_SOURCE DOCUMENT_

━━━

Clayton: My Story

Clayton

After President Nixon resigned, he was saying good-bye to his White House staff. He told them that you cannot know how majestic the mountains are until you know how deep the valleys are. that’s how I feel about mental illness.

When did my journey begin? Did it start when I was a child? Did it start when my father would yell and tell me that I wasn’t his child because I was too dumb or stupid? or would it have been when he would get my four and eight year old brothers drunk, and announce the winner as “Daddy’s Boy” for the day. or maybe it was when I was a teenager and three of my friends and I took our first hit of acid and only three of us lived. I think that it might have been when my father died at my wedding reception. Could it have been my grandmother dying the day after my birthday and leaving me her part of my father’s estate? Maybe it was the car accident that I was in where I spent a year of my life bedridden and was told that I would never walk again. or could it have been when my six-month-old daughter was in the hospital and I walked in to find the doctor praying that she would make it through the night? It might have been when my wife sent the police and medical personnel to my place of work to have me committed to a mental institution in front of sixty of my employees. It might have been when I had to sign over custody of myself to my wife so I could be released from the mental hospital. or maybe it was her emptying my bank accounts, taking over sixty thousand dollars, and then fleeing with my children. Perhaps my journey began the day that I started drinking and stayed drunk for over seven years. or possibly after marrying my second wife after knowing her for two weeks, who became abusive and beat me in my sleep and hit me with a meat cleaver across the face. She would have me arrested and say, “Who do you think that they will believe, a big brute like you or a little girl like me?” they believed her. Most of all I think it was the night before I had open heart surgery, when I lay in bed reflecting about all of these things. My wife felt that it was more important to stay home and drink than to be with me. over the last twenty years I would go to community mental health, tell them what they wanted to hear, get my prescriptions filled, and then go home and throw them away. I learned quickly after my first hospitalization how to play the game. I learned to tell them what they want to hear, tell them that I was taking my pills, and then do what I want.

━━━

_SOURCE DATA_
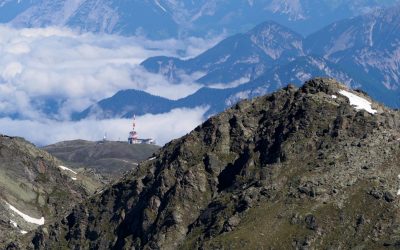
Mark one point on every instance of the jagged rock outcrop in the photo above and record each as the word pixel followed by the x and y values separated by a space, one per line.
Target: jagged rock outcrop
pixel 108 159
pixel 34 189
pixel 297 169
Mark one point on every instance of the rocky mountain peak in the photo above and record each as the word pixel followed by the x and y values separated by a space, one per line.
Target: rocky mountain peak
pixel 247 169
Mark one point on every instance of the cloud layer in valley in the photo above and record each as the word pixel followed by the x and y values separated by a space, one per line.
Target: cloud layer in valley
pixel 48 73
pixel 75 70
pixel 162 127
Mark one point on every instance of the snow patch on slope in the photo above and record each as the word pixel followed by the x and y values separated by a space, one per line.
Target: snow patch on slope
pixel 358 102
pixel 27 218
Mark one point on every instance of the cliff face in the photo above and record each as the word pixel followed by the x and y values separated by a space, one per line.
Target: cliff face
pixel 35 188
pixel 300 168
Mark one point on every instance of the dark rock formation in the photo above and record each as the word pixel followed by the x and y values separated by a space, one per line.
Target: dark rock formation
pixel 284 171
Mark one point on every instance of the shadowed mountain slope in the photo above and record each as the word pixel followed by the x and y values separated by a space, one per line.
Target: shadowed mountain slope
pixel 300 168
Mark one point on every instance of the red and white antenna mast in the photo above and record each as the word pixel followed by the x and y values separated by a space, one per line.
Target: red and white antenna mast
pixel 133 136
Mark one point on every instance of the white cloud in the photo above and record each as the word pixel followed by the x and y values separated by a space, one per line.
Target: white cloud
pixel 75 70
pixel 161 127
pixel 80 69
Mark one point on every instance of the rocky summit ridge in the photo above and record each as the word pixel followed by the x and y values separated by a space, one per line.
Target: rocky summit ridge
pixel 302 168
pixel 35 188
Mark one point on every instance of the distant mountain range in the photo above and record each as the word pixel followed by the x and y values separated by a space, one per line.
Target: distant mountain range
pixel 181 18
pixel 361 52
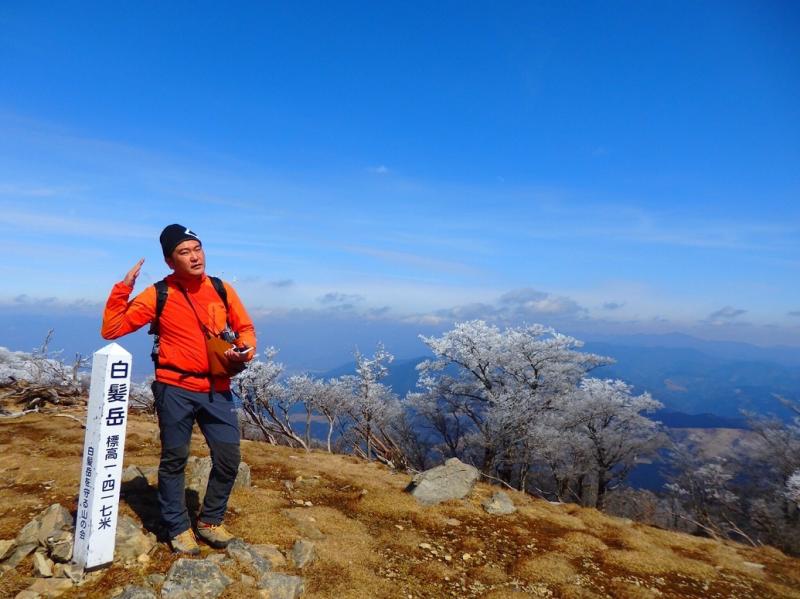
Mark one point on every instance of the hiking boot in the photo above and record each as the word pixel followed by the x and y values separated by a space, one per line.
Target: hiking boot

━━━

_TASK ITEM A_
List everything Clayton's story says the narrator's second wife did to the narrator.
_TASK ITEM B_
According to Clayton's story, how long did the narrator stay drunk after starting to drink?
_TASK ITEM C_
Continue Clayton's story from the point where the text stops.
The records are separate material and have nothing to do with Clayton's story.

_RESPONSE A_
- Beat the narrator in the narrator's sleep
- Hit the narrator with a meat cleaver across the face
- Had the narrator arrested

_RESPONSE B_
Over seven years.

_RESPONSE C_
After my last attempt at suicide when I was hospitalized, it was like all the previous hospitalizations, except this time I met five ladies who were also patients. We all had the same thing in common, we would all go to the groups and after them we would get together and talk about how we wanted to change. All of us wanted to improve our lives, and we have worked together and kept in contact to do so.

Club Cadillac has been a big part of my recovery, especially Betty Clark. Betty was the one that got me to start talking in public. I am now a member of the speaker’s bureau, which goes to college and high school classes to educate and inform others about mental illness. Betty has also given me courage to speak out on the radio and tV, which has helped my self-esteem. I feel that I have gone further in the last two years than I did in the forty-nine previous years.